Texto do documento

Muita gente que faz estimulação cerebral profunda (DBS) para Parkinson imagina que o congelamento da marcha — aquele “travamento” do pé no chão — vai embora de vez. Mas a realidade é um pouco mais complexa. E entender isso ajuda muito a lidar melhor com o problema.
Neste texto, você vai descobrir por que o freezing pode surgir anos depois da cirurgia, o que a ciência mais recente mostra sobre isso e como médicos ajustam estímulo e medicação para tentar melhorar esse quadro.
Por que isso acontece?
O freezing não é apenas “um sintoma a mais”. Ele é resultado de uma falha na comunicação entre regiões do cérebro que coordenam movimento, equilíbrio e ritmo da caminhada.
Depois do DBS, braços e pernas costumam responder muito bem: rigidez melhora, tremor diminui, a lentidão reduz. Só que a parte do movimento que envolve tronco, postura e ritmo da marcha é controlada por circuitos diferentes, que sofrem mais com a progressão da doença.
Um estudo recente acompanhou pessoas com Parkinson que fizeram DBS e voltaram a apresentar freezing mesmo quando estavam no melhor momento do dia — com medicação e com estimulação ligadas. Isso é importante: não é falta de remédio ou “DBS fraco”. É o próprio mecanismo do freezing que muda com o tempo.
O que o estudo encontrou
O trabalho avaliou cuidadosamente cada pessoa em várias situações: com e sem medicação, com e sem estimulação, e até testando frequências diferentes do DBS.

Enunciado 1
Substitua "caminhada" por "marcha" no trecho do texto sobre congelamento da marcha compreendido entre "O freezing não" e "ritmo da caminhada.", inclusive, e apresente o trecho resultante.
Enunciado 2
Continue o texto sobre congelamento da marcha após o DBS a partir do ponto em que ele termina.

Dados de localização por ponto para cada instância
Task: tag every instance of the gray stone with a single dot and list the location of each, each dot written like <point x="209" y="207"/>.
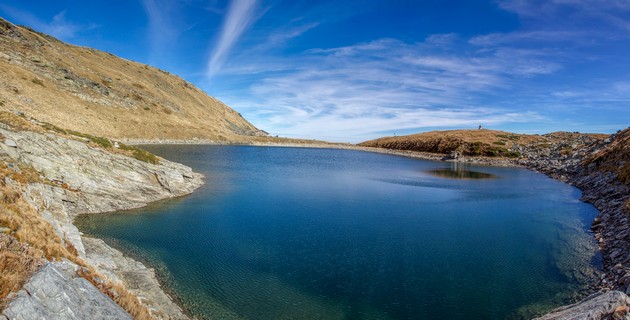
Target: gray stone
<point x="10" y="143"/>
<point x="56" y="292"/>
<point x="82" y="179"/>
<point x="597" y="306"/>
<point x="137" y="278"/>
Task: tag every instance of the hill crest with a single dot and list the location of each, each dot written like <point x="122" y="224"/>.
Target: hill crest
<point x="95" y="92"/>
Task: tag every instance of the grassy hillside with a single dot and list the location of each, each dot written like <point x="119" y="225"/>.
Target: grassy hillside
<point x="97" y="93"/>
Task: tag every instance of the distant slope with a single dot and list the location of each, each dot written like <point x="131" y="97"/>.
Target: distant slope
<point x="98" y="93"/>
<point x="491" y="143"/>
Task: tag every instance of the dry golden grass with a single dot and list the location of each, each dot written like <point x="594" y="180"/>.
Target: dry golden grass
<point x="31" y="239"/>
<point x="17" y="122"/>
<point x="468" y="142"/>
<point x="94" y="92"/>
<point x="484" y="142"/>
<point x="615" y="157"/>
<point x="17" y="262"/>
<point x="118" y="293"/>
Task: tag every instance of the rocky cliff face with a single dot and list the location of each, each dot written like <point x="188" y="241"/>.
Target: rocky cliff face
<point x="76" y="177"/>
<point x="95" y="92"/>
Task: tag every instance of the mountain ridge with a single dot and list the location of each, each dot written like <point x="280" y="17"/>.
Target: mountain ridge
<point x="95" y="92"/>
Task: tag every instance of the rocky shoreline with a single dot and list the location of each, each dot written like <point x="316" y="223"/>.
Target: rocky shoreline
<point x="109" y="182"/>
<point x="80" y="178"/>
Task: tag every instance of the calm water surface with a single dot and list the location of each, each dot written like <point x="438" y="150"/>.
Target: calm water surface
<point x="289" y="233"/>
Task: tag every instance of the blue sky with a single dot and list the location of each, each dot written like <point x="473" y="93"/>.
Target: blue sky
<point x="355" y="70"/>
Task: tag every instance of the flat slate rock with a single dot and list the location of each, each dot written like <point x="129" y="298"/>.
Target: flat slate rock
<point x="56" y="292"/>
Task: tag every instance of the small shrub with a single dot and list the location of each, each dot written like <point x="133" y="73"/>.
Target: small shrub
<point x="140" y="154"/>
<point x="52" y="127"/>
<point x="37" y="81"/>
<point x="512" y="137"/>
<point x="137" y="97"/>
<point x="103" y="142"/>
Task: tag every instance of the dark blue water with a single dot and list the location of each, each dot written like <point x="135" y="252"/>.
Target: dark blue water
<point x="289" y="233"/>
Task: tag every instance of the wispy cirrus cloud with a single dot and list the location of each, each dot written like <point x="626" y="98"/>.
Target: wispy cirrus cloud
<point x="164" y="28"/>
<point x="241" y="14"/>
<point x="58" y="26"/>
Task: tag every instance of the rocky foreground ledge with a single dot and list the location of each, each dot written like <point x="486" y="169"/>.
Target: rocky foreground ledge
<point x="77" y="177"/>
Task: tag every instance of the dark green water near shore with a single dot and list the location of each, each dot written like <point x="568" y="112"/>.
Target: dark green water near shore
<point x="292" y="233"/>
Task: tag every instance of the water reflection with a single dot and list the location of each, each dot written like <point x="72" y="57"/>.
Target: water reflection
<point x="459" y="171"/>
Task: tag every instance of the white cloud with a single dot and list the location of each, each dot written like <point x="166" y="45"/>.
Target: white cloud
<point x="240" y="16"/>
<point x="58" y="27"/>
<point x="357" y="92"/>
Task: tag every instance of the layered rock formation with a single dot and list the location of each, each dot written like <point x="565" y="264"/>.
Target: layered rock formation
<point x="56" y="292"/>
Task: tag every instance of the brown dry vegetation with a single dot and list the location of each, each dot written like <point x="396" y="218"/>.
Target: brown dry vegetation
<point x="468" y="142"/>
<point x="94" y="92"/>
<point x="615" y="157"/>
<point x="17" y="262"/>
<point x="22" y="123"/>
<point x="31" y="239"/>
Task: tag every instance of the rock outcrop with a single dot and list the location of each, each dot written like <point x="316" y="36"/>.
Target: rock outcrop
<point x="608" y="305"/>
<point x="56" y="292"/>
<point x="77" y="177"/>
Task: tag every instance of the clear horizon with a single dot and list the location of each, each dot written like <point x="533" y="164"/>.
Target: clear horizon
<point x="358" y="70"/>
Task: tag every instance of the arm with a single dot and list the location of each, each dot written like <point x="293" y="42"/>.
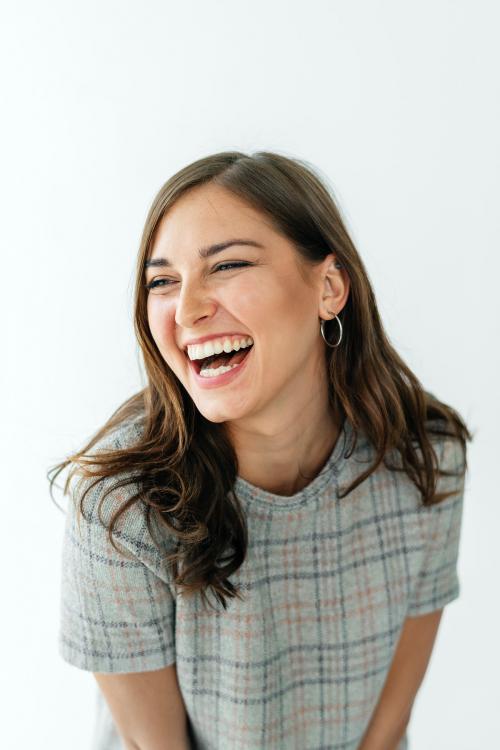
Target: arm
<point x="147" y="708"/>
<point x="392" y="712"/>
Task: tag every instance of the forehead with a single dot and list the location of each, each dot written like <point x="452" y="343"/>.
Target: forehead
<point x="207" y="214"/>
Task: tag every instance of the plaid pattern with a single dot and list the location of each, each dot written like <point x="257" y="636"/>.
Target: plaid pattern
<point x="327" y="583"/>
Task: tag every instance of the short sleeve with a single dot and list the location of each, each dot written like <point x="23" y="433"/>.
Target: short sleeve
<point x="117" y="611"/>
<point x="438" y="583"/>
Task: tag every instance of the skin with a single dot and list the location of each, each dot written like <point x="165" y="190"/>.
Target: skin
<point x="276" y="411"/>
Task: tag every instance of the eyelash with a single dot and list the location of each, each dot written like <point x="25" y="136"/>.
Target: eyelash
<point x="236" y="264"/>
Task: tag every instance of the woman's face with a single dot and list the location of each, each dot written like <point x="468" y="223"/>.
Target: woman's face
<point x="266" y="298"/>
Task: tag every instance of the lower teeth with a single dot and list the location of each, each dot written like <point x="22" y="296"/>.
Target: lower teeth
<point x="210" y="373"/>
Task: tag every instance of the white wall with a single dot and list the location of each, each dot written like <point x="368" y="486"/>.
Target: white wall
<point x="396" y="103"/>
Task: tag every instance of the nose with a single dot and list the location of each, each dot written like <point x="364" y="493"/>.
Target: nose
<point x="193" y="304"/>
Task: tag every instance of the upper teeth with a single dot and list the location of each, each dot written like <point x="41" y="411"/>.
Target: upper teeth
<point x="216" y="346"/>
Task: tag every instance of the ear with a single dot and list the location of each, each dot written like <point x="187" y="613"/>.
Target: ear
<point x="334" y="287"/>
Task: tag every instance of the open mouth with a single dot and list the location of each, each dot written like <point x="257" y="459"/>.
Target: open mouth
<point x="224" y="359"/>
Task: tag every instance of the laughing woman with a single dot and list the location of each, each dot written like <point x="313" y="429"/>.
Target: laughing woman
<point x="259" y="544"/>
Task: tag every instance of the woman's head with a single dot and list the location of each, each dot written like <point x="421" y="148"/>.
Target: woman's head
<point x="298" y="274"/>
<point x="184" y="465"/>
<point x="270" y="291"/>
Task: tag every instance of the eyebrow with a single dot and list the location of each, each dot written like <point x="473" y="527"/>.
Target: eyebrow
<point x="205" y="252"/>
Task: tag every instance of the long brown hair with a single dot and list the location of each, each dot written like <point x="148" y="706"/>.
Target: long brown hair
<point x="183" y="466"/>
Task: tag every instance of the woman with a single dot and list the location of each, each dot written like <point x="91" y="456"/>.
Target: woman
<point x="260" y="542"/>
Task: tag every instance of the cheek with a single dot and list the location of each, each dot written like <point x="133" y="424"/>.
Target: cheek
<point x="160" y="322"/>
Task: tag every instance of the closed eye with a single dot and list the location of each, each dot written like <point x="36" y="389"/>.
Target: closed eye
<point x="221" y="267"/>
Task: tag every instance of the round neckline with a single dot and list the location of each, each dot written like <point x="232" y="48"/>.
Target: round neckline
<point x="253" y="494"/>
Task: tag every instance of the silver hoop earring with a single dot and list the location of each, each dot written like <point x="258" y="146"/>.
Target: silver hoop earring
<point x="322" y="329"/>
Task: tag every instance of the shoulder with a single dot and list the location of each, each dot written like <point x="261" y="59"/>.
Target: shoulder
<point x="116" y="502"/>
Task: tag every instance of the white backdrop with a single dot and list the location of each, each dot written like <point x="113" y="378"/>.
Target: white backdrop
<point x="397" y="104"/>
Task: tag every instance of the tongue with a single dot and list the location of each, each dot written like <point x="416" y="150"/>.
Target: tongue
<point x="231" y="358"/>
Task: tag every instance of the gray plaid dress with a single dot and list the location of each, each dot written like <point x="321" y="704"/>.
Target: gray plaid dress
<point x="327" y="585"/>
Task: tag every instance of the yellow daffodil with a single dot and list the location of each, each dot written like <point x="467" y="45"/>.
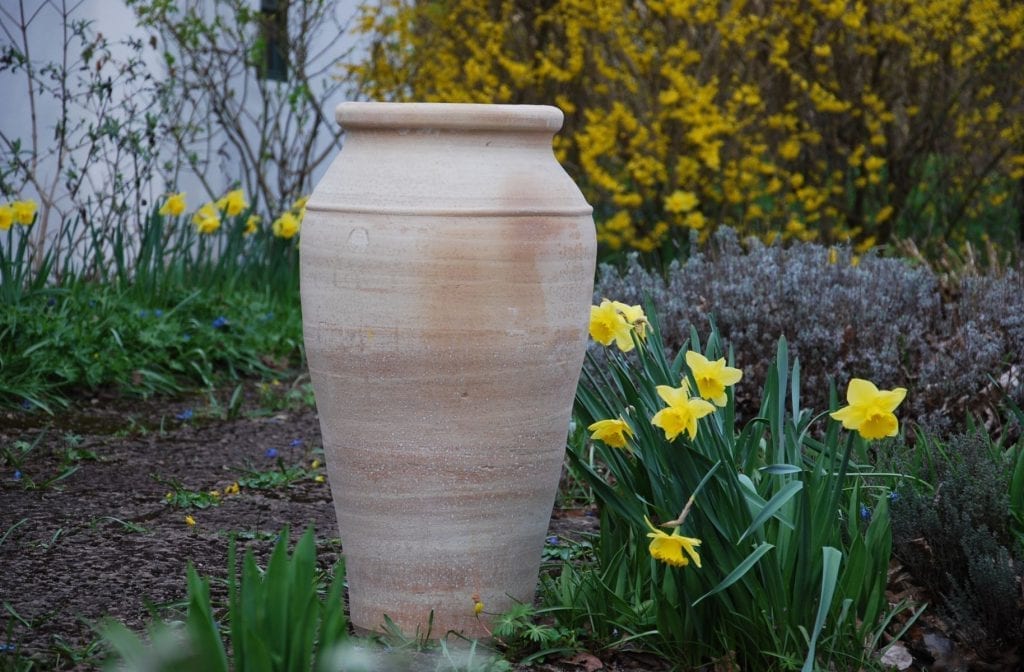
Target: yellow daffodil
<point x="232" y="203"/>
<point x="6" y="216"/>
<point x="607" y="325"/>
<point x="681" y="201"/>
<point x="712" y="377"/>
<point x="682" y="413"/>
<point x="207" y="218"/>
<point x="635" y="317"/>
<point x="252" y="224"/>
<point x="287" y="225"/>
<point x="613" y="432"/>
<point x="174" y="205"/>
<point x="25" y="211"/>
<point x="669" y="548"/>
<point x="870" y="410"/>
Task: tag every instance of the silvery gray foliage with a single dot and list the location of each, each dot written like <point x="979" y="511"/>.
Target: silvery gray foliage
<point x="884" y="320"/>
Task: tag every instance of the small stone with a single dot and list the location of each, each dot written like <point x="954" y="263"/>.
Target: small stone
<point x="897" y="657"/>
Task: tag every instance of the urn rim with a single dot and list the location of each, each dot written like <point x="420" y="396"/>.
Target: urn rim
<point x="449" y="116"/>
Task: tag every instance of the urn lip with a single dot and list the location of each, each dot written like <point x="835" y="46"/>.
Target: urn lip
<point x="449" y="116"/>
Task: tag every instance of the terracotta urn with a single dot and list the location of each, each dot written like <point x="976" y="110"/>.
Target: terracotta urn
<point x="446" y="271"/>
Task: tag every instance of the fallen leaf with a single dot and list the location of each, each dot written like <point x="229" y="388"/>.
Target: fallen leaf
<point x="898" y="657"/>
<point x="587" y="661"/>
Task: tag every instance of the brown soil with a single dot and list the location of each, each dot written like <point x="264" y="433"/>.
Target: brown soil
<point x="104" y="542"/>
<point x="87" y="532"/>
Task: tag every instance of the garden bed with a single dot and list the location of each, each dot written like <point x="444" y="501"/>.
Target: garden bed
<point x="93" y="515"/>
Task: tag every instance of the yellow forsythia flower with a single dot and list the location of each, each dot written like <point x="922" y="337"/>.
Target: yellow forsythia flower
<point x="174" y="205"/>
<point x="207" y="219"/>
<point x="252" y="224"/>
<point x="613" y="432"/>
<point x="870" y="410"/>
<point x="287" y="225"/>
<point x="607" y="325"/>
<point x="682" y="413"/>
<point x="25" y="211"/>
<point x="6" y="216"/>
<point x="681" y="201"/>
<point x="669" y="548"/>
<point x="232" y="203"/>
<point x="712" y="377"/>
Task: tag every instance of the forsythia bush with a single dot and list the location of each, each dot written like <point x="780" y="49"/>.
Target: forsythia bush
<point x="839" y="120"/>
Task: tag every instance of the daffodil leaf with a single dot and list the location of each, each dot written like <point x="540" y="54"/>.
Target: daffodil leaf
<point x="829" y="576"/>
<point x="780" y="469"/>
<point x="774" y="504"/>
<point x="738" y="573"/>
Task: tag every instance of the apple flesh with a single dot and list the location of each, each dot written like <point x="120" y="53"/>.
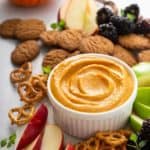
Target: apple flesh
<point x="69" y="147"/>
<point x="142" y="103"/>
<point x="79" y="14"/>
<point x="34" y="127"/>
<point x="52" y="138"/>
<point x="36" y="144"/>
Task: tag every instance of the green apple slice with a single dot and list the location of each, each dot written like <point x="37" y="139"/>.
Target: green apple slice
<point x="142" y="71"/>
<point x="143" y="95"/>
<point x="142" y="102"/>
<point x="135" y="122"/>
<point x="142" y="110"/>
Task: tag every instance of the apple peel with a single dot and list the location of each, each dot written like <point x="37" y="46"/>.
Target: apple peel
<point x="34" y="127"/>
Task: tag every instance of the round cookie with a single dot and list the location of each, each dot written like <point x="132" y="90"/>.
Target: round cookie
<point x="8" y="27"/>
<point x="29" y="29"/>
<point x="96" y="44"/>
<point x="25" y="52"/>
<point x="69" y="39"/>
<point x="49" y="38"/>
<point x="54" y="56"/>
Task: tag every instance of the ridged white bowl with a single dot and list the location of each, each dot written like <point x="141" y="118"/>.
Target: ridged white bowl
<point x="82" y="124"/>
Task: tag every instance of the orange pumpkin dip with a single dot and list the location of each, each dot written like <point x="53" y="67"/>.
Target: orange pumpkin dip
<point x="91" y="84"/>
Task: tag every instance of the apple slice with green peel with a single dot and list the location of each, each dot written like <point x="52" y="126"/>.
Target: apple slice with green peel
<point x="136" y="122"/>
<point x="79" y="14"/>
<point x="34" y="127"/>
<point x="52" y="138"/>
<point x="142" y="110"/>
<point x="90" y="18"/>
<point x="142" y="71"/>
<point x="142" y="103"/>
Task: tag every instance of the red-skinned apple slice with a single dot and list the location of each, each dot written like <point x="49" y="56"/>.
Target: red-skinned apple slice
<point x="69" y="147"/>
<point x="52" y="138"/>
<point x="36" y="144"/>
<point x="82" y="18"/>
<point x="34" y="127"/>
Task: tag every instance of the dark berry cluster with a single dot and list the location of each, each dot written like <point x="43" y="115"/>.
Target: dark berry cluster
<point x="111" y="26"/>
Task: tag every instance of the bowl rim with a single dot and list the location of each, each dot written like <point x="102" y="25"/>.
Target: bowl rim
<point x="87" y="114"/>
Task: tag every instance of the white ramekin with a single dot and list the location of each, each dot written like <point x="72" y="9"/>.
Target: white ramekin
<point x="83" y="125"/>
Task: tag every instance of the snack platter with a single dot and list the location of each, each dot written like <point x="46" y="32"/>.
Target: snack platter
<point x="12" y="89"/>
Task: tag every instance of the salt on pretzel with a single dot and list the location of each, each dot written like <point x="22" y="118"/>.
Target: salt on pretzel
<point x="21" y="74"/>
<point x="111" y="140"/>
<point x="116" y="139"/>
<point x="21" y="115"/>
<point x="33" y="90"/>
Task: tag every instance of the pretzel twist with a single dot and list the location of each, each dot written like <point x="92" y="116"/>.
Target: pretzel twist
<point x="21" y="74"/>
<point x="21" y="115"/>
<point x="34" y="90"/>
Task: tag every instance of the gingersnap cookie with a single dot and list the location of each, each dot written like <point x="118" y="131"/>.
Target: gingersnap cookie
<point x="96" y="44"/>
<point x="29" y="29"/>
<point x="53" y="57"/>
<point x="49" y="38"/>
<point x="69" y="39"/>
<point x="25" y="52"/>
<point x="135" y="42"/>
<point x="144" y="56"/>
<point x="8" y="27"/>
<point x="124" y="55"/>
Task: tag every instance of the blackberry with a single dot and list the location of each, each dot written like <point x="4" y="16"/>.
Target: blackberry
<point x="143" y="27"/>
<point x="103" y="15"/>
<point x="134" y="10"/>
<point x="109" y="31"/>
<point x="123" y="25"/>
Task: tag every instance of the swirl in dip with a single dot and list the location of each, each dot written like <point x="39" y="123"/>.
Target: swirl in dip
<point x="91" y="84"/>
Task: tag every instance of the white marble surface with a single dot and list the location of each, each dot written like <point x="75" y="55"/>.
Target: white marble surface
<point x="8" y="95"/>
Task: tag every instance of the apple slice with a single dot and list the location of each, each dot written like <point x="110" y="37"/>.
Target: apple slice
<point x="36" y="144"/>
<point x="142" y="110"/>
<point x="136" y="122"/>
<point x="34" y="127"/>
<point x="79" y="14"/>
<point x="69" y="147"/>
<point x="52" y="138"/>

Resposta 1
O freezing não é apenas “um sintoma a mais”. Ele é resultado de uma falha na comunicação entre regiões do cérebro que coordenam movimento, equilíbrio e ritmo da marcha.

Resposta 2
Três achados chamam atenção:
1. O freezing melhora, mas não desaparece completamente
Mesmo depois de muitos anos de cirurgia, tanto o remédio quanto a estimulação ajudam, cada um um pouco, mas não a ponto de eliminar totalmente o congelamento.
Isso mostra que o cérebro ainda responde — só que responde menos do que antes.
2. Cada pessoa reage de um jeito
Aqui está um ponto crucial:
– Alguns melhoraram mais com remédio do que com DBS.
– Outros melhoraram mais com DBS do que com remédio.
– Uma parte piorou com um e melhorou com o outro.
Ou seja: não existe “receita pronta”. A mesma estratégia não funciona para todo mundo — e isso explica por que ajustes finos são tão importantes no consultório.
3. Frequências mais baixas de estimulação podem ajudar
Para parte dos participantes, diminuir a frequência do DBS deixou o caminhar mais estável. Não é milagre, não funciona para todos, mas abre uma porta:
às vezes, o DBS precisa ser “reafinando” como se fosse um instrumento musical.
Sinais que merecem atenção
Procure orientação médica se perceber:
- Travamentos que começam a ficar mais frequentes
- Sensação de que o pé “cola” no chão ao fazer curvas ou passar por portas
- Medo de cair
- Queda recente
- Perda de ritmo na caminhada mesmo com medicação em dia
Esses sinais podem indicar que o cérebro está mudando — e que é hora de reavaliar programação, dose de remédio e estratégias de segurança.
O que ajuda no dia a dia
Algumas ações simples fazem diferença:
- Manter a rotina de horários da medicação
- Usar pistas visuais ou sonoras (como contar passos ou mirar um ponto no chão)
- Evitar mudanças bruscas de direção
- Caminhar com atenção plena, evitando conversar e andar ao mesmo tempo
- Conversar com a equipe de movimento sobre ajustes de estimulação
Conclusão: há saída, mesmo quando o passo trava
O freezing que aparece anos após o DBS não significa que a cirurgia “parou de funcionar”. Significa que a doença avançou para áreas do movimento que respondem de forma diferente — e que agora o tratamento precisa ser mais personalizado.
Buscar ajuda cedo, reconhecer os gatilhos e ajustar a estimulação fazem toda diferença. Informação clara é o primeiro passo para caminhar com mais segurança.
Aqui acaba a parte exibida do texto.